Problem statement → Work through the lines below and count those holding "hand"; reply with the number only.

Exercise input →

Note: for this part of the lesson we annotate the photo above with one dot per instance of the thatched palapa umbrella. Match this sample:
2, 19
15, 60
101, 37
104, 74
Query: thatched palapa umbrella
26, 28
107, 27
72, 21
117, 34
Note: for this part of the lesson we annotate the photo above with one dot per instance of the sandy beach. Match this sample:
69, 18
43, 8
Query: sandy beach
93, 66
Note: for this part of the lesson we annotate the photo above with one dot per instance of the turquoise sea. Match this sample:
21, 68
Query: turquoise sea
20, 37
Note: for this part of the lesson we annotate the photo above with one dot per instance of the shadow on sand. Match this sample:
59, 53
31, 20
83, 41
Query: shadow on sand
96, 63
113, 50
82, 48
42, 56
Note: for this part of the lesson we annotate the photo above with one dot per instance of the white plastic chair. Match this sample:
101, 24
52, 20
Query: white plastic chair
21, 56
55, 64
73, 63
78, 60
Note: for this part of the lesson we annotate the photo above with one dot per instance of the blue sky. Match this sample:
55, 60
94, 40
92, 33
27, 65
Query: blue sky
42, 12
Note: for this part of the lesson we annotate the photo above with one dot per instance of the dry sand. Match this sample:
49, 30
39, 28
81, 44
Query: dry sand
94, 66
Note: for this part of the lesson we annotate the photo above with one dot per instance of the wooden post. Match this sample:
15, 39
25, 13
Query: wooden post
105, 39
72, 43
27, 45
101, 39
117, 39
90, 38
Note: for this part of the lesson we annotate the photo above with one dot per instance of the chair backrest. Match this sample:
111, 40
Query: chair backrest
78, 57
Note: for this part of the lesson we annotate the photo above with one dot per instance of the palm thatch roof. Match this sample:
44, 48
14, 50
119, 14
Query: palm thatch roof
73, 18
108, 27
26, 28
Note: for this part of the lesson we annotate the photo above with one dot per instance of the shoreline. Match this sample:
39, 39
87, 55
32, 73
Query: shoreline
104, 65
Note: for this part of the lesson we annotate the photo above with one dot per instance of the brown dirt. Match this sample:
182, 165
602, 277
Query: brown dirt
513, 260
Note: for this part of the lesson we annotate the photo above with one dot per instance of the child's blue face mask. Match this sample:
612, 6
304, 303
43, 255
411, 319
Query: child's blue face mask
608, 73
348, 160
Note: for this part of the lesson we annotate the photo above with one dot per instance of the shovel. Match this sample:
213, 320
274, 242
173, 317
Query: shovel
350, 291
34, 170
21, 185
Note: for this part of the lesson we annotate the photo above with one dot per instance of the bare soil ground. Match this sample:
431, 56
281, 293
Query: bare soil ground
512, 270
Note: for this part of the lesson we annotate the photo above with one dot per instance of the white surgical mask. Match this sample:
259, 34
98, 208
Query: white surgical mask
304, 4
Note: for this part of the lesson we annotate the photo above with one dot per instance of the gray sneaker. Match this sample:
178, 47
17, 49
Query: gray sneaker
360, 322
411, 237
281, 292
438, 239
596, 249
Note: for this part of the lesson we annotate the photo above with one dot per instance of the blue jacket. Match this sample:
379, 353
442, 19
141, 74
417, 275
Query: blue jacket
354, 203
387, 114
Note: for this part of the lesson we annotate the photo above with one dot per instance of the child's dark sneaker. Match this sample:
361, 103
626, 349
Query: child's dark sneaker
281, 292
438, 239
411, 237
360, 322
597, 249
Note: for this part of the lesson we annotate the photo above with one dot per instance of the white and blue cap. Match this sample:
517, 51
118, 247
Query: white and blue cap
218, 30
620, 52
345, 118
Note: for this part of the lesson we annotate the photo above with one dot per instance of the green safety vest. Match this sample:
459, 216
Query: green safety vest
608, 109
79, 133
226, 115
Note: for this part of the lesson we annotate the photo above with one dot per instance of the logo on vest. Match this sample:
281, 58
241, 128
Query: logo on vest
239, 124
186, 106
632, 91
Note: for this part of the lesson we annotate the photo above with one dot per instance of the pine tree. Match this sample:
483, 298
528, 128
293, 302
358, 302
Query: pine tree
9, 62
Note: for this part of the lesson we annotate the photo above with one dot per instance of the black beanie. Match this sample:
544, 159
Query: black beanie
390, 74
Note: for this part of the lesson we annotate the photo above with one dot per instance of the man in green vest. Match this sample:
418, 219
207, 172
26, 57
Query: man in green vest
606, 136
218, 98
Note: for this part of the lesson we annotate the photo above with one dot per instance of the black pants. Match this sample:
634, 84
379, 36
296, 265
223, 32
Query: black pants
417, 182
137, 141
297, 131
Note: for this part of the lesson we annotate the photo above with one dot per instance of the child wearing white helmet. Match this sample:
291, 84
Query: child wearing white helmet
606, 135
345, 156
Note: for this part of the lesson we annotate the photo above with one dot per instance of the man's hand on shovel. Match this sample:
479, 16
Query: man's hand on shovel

Response → 2